Pointing records
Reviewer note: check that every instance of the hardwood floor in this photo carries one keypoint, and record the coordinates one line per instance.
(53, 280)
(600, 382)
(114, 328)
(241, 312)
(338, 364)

**SHORT EXERCISE**
Please reproduce the listing above word for word, keeping every line.

**OUTPUT OF THE TASK**
Reviewer note: check that every instance of the hardwood floor in this photo carries one keypoint, and record the coordinates one line per instance.
(53, 280)
(600, 382)
(114, 328)
(241, 312)
(338, 364)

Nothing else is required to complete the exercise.